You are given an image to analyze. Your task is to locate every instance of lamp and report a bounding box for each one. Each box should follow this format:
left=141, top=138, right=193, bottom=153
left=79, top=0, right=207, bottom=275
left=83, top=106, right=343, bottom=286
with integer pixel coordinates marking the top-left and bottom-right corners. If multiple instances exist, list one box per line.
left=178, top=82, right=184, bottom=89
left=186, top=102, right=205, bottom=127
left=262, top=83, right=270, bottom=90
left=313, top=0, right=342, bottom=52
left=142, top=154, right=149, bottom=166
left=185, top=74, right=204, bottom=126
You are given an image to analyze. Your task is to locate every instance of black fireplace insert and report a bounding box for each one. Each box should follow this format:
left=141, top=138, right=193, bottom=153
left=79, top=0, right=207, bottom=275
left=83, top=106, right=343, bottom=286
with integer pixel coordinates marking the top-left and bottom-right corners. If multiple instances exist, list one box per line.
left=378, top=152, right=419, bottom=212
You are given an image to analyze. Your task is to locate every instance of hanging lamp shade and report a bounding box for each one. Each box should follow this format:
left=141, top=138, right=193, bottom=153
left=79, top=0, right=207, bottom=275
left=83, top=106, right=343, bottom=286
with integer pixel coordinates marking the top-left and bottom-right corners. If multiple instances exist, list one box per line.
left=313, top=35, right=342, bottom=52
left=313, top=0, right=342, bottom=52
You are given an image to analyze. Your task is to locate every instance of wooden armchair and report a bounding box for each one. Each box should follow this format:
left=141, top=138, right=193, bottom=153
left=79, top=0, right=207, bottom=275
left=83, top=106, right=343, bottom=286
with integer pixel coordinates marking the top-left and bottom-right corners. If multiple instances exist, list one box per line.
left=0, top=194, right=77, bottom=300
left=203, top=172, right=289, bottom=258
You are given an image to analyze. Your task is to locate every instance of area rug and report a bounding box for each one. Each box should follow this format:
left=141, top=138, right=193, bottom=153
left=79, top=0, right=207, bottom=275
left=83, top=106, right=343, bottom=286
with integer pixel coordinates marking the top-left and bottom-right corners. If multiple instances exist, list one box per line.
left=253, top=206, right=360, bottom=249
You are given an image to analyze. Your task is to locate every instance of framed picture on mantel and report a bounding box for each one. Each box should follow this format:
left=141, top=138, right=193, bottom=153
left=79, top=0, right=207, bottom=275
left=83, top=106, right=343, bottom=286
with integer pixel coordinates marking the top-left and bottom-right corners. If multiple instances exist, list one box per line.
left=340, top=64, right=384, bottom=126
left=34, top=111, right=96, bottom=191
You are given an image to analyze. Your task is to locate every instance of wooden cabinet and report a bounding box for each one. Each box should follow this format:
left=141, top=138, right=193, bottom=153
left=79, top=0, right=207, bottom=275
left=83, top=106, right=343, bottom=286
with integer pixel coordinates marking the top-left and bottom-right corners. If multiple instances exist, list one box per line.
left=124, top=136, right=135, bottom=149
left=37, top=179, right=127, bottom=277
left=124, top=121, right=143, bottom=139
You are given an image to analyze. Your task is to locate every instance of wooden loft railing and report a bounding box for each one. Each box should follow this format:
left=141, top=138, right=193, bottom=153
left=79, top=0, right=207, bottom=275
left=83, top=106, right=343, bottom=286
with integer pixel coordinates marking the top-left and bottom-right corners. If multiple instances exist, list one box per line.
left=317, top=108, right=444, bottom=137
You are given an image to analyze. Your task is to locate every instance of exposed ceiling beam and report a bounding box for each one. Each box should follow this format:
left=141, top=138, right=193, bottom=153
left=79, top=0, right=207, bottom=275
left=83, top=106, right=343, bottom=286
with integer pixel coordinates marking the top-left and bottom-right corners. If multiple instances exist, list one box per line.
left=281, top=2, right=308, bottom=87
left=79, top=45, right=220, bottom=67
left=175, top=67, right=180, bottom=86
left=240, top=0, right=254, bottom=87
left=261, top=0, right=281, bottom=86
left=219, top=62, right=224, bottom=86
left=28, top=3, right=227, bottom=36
########
* Activity
Copy the data above in full, exactly as it reads.

* Output of the task
You are given an image to analyze. Your task is to locate every instance of lamp and report a bounding box for each one. Each box should follow this format:
left=141, top=138, right=193, bottom=153
left=79, top=0, right=207, bottom=275
left=83, top=106, right=343, bottom=286
with integer pixel coordinates marking the top-left and bottom-right corners. If multiple instances exist, list one box per line.
left=178, top=82, right=184, bottom=89
left=186, top=102, right=205, bottom=127
left=262, top=83, right=270, bottom=90
left=313, top=0, right=342, bottom=52
left=142, top=154, right=149, bottom=166
left=185, top=74, right=204, bottom=126
You are given an image to analyze. Your task is to locate every instance of black fireplace insert and report a bounding box for each one. Each box should follow this format:
left=141, top=138, right=193, bottom=153
left=79, top=0, right=207, bottom=275
left=83, top=106, right=343, bottom=286
with integer pixel coordinates marking the top-left and bottom-right corners. If multiple instances exist, list one box per line.
left=378, top=152, right=419, bottom=212
You are given an image to analyze. Your task is to locate every instance of hanging lamp shade and report a bounding box for each one. Each box should follow this format:
left=141, top=138, right=193, bottom=153
left=79, top=0, right=207, bottom=275
left=83, top=106, right=343, bottom=286
with integer pixel coordinates marking the top-left and bottom-right corners. If multiple instances exist, list one box per line.
left=313, top=35, right=342, bottom=52
left=313, top=0, right=342, bottom=52
You are given an image to analyze. Your task is to locate every instance of wooden armchair and report a bounding box for each one. Each box should follow this format:
left=141, top=138, right=193, bottom=153
left=79, top=0, right=207, bottom=275
left=83, top=106, right=343, bottom=286
with integer pixel coordinates marking the top-left and bottom-right corners. If multiple instances exist, list one box per line.
left=0, top=194, right=77, bottom=300
left=203, top=172, right=289, bottom=258
You are given an image to analyze. Your task is to locate every instance of area rug and report a bounding box for each one. Each box should follow this format:
left=141, top=138, right=193, bottom=153
left=79, top=0, right=207, bottom=275
left=83, top=106, right=343, bottom=286
with integer pixel coordinates marking the top-left and bottom-right corners. If multiple instances exist, list one box per line.
left=253, top=206, right=360, bottom=249
You are given an image to analyze. Your task is to locate every instance of framed picture on mantel and report a bounding box for each one. Each box should follow this format:
left=141, top=138, right=193, bottom=153
left=79, top=0, right=207, bottom=275
left=83, top=106, right=343, bottom=286
with integer pixel coordinates marking the top-left and bottom-right corners. If multiple instances exist, list one box per line.
left=340, top=64, right=384, bottom=126
left=34, top=111, right=96, bottom=191
You are given an image to analyze. Your task is to locate every instance of wooden cabinet and report a bounding box for each one. Each box should follow this format:
left=141, top=138, right=193, bottom=153
left=79, top=0, right=207, bottom=275
left=83, top=106, right=343, bottom=286
with integer pixel coordinates marking the top-left and bottom-right corners. If multiple instances exist, list one box per line.
left=124, top=136, right=135, bottom=149
left=37, top=179, right=127, bottom=277
left=124, top=121, right=143, bottom=139
You are given an image to analyze. Your task is to locate every instance of wooden loft railing and report a bounding box for each one. Each box should follow this format:
left=141, top=138, right=193, bottom=153
left=79, top=0, right=207, bottom=275
left=83, top=106, right=343, bottom=286
with integer pixel coordinates marking the top-left and bottom-right corners. If multiple instances exist, list one box per line.
left=317, top=108, right=444, bottom=137
You are given an image to analyze. Your task is to locate every instance of exposed ceiling beam and report a bounding box for each one. Each box should follow this format:
left=141, top=138, right=193, bottom=153
left=79, top=0, right=207, bottom=275
left=83, top=106, right=343, bottom=286
with integer pixel coordinates marking the top-left and bottom-right corners. If multiple instances exist, list one box per line.
left=281, top=2, right=308, bottom=87
left=79, top=45, right=220, bottom=67
left=175, top=67, right=180, bottom=86
left=240, top=0, right=254, bottom=87
left=261, top=0, right=281, bottom=86
left=219, top=62, right=224, bottom=86
left=28, top=3, right=227, bottom=36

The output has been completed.